I want to thank the folks who so generously expressed their support and welcome in their comments on my first entry. I am new to blogging, and undoubtedly I will make some mistakes. I guess that’s part of the drill.

Classes are now underway, and it is exciting to see the returning students mixing with our new frosh. Of course, there are the frustrations of the beginning of the semester. Not everyone gets the classes they want on the first try, and advisors are scrambling with their students to put together a rewarding collection of courses for every student. I remember my own disappointment long ago, when the creative writing professor discovered that I wasn’t in the “Junior or Senior” category and had to kick me out of his class. As a frosh, I was very annoyed (and even a little offended by the idea of class entry hierarchy), and I wound up sitting in a philosophy class taught by a visitor. I was very fortunate, and it turned out to be a life changing class. I loved the course, and I still study the philosophers I began reading that semester.

I know not everyone will be that fortunate, and that’s why we will closely monitor our ability to deliver courses that meet students’ needs as early in their careers as possible. We’ve enhanced our advising work this year so that we can meet the needs of our students more efficiently and intelligently. We will study the results of the enhancement to see if it is working.

WHAT TO WORK ON>
- 1) From the final paragraph of the blog post, list each action the writer says "we" will take or have taken about courses and advising.
- 2) Copy word for word the part of the blog post from "Classes are now" up to and including "reading that semester.".
Rely on the blog post alone, without drawing on outside knowledge.

SUPPLIED INFORMATION>
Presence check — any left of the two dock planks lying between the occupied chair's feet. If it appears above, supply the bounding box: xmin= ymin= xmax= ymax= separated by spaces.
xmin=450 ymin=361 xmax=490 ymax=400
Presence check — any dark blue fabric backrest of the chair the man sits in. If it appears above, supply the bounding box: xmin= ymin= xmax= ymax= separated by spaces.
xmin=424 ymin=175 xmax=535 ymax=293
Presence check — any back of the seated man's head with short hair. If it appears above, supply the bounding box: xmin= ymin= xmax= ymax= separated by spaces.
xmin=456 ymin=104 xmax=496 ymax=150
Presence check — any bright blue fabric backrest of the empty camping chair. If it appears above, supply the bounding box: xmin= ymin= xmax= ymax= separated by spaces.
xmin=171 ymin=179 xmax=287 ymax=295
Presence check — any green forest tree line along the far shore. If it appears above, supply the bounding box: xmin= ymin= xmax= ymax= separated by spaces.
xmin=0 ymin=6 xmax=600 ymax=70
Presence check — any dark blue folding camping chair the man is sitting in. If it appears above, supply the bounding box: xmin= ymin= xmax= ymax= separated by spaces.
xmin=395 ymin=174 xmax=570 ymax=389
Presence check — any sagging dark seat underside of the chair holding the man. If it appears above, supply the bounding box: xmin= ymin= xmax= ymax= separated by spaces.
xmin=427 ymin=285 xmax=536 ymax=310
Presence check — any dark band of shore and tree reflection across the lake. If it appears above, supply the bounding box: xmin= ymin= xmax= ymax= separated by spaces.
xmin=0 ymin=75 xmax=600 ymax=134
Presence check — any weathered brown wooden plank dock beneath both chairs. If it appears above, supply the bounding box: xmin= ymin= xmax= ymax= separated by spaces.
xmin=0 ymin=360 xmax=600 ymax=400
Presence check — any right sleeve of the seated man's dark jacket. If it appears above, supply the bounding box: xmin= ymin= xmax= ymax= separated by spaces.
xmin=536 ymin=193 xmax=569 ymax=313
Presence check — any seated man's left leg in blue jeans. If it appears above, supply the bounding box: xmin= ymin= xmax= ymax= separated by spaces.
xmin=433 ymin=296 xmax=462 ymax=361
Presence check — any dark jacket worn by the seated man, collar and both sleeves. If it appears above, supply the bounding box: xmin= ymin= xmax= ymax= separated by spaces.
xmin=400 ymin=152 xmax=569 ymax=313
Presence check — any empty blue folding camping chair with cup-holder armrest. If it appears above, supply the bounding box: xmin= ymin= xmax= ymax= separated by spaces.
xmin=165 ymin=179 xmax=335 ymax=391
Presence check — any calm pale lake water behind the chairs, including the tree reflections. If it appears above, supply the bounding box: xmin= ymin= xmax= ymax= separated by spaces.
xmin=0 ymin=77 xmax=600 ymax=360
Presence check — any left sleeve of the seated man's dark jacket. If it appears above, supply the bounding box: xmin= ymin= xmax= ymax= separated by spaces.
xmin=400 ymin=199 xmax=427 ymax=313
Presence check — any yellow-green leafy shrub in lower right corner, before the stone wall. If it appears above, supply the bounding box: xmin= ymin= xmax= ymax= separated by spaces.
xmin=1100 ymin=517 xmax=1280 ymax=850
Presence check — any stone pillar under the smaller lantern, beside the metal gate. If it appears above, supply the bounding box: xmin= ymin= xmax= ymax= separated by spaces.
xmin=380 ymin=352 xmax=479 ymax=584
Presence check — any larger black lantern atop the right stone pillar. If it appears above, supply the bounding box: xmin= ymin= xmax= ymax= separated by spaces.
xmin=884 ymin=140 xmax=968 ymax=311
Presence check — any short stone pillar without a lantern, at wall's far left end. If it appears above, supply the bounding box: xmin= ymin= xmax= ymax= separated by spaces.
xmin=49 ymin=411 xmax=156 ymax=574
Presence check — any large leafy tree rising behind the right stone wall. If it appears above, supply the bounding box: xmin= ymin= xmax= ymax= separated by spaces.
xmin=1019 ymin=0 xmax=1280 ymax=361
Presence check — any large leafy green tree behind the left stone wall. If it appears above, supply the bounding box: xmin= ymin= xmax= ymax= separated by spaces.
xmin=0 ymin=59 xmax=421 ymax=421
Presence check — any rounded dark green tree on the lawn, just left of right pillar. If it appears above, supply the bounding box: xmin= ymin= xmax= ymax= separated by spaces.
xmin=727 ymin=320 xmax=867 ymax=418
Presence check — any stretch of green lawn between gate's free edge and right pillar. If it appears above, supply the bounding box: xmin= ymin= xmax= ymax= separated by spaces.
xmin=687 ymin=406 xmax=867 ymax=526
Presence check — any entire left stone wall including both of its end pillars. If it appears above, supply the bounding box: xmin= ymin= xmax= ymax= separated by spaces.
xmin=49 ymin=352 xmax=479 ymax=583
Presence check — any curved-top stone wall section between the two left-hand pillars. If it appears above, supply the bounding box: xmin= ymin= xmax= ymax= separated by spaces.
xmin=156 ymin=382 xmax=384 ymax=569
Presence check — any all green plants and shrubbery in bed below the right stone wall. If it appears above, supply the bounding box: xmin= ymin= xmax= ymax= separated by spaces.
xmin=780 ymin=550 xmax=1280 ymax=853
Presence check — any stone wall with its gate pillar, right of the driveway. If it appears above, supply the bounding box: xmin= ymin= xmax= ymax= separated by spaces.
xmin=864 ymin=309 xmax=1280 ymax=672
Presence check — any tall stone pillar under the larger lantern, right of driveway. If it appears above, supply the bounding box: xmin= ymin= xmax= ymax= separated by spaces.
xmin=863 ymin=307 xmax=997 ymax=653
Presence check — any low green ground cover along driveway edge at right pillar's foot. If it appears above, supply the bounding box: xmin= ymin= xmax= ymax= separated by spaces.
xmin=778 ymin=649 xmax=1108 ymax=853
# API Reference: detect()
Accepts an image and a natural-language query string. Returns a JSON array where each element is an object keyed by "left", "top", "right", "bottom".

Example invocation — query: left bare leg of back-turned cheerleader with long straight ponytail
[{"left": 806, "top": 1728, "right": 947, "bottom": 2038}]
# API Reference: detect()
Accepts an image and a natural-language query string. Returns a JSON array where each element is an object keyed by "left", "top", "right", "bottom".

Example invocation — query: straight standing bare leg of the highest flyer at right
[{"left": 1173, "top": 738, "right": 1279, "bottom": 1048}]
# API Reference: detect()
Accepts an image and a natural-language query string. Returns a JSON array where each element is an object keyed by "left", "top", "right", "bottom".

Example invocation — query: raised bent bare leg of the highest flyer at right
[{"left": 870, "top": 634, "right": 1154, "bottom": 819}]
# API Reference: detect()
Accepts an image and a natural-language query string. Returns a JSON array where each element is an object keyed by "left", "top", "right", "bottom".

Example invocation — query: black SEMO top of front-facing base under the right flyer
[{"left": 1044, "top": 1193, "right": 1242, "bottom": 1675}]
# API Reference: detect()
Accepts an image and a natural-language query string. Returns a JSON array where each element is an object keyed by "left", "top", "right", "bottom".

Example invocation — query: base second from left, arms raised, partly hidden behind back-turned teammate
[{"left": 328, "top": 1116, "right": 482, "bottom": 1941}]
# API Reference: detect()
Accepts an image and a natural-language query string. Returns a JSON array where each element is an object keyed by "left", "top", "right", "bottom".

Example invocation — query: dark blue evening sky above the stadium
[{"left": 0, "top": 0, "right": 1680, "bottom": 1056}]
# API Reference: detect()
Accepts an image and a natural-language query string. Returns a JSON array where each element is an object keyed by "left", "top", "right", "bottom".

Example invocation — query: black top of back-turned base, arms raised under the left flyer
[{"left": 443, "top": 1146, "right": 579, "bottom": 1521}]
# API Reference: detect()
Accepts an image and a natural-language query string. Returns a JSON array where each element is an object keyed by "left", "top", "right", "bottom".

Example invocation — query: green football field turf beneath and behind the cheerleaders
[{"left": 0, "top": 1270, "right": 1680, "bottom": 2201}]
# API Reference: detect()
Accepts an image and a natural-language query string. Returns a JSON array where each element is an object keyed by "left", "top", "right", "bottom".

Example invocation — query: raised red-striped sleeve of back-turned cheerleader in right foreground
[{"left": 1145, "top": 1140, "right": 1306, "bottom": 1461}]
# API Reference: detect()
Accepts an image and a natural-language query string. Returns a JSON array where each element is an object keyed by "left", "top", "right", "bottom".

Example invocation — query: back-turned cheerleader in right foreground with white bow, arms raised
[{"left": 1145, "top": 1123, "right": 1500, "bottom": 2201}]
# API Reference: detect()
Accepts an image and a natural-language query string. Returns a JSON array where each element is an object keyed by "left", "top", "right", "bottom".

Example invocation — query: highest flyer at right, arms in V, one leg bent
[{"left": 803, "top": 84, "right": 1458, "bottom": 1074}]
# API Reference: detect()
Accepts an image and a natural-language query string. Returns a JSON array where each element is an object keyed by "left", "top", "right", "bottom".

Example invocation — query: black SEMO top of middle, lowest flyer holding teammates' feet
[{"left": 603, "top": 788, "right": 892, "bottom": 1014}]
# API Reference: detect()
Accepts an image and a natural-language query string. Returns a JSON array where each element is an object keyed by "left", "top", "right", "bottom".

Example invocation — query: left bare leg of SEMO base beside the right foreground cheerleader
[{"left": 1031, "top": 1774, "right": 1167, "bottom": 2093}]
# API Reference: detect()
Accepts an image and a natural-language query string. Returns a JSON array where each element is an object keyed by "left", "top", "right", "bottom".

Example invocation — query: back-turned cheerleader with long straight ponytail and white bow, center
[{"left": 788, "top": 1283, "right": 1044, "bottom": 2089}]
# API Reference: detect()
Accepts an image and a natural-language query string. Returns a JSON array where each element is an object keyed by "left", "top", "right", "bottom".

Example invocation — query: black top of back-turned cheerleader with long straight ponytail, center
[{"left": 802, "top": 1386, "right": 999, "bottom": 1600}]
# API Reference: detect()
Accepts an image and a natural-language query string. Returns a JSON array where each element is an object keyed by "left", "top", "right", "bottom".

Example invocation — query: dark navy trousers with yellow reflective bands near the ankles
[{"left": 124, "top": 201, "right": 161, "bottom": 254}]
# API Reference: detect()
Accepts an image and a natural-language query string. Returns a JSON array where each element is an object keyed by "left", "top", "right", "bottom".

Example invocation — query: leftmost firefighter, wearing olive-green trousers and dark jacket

EXERCISE RESPONSES>
- 1)
- Closely monitor the ability to deliver courses that meet students' needs as early in their careers as possible
- Enhance the advising work this year to meet students' needs more efficiently and intelligently
- Study the results of the enhancement to see if it is working

- 2)
Classes are now underway, and it is exciting to see the returning students mixing with our new frosh. Of course, there are the frustrations of the beginning of the semester. Not everyone gets the classes they want on the first try, and advisors are scrambling with their students to put together a rewarding collection of courses for every student. I remember my own disappointment long ago, when the creative writing professor discovered that I wasn’t in the “Junior or Senior” category and had to kick me out of his class. As a frosh, I was very annoyed (and even a little offended by the idea of class entry hierarchy), and I wound up sitting in a philosophy class taught by a visitor. I was very fortunate, and it turned out to be a life changing class. I loved the course, and I still study the philosophers I began reading that semester.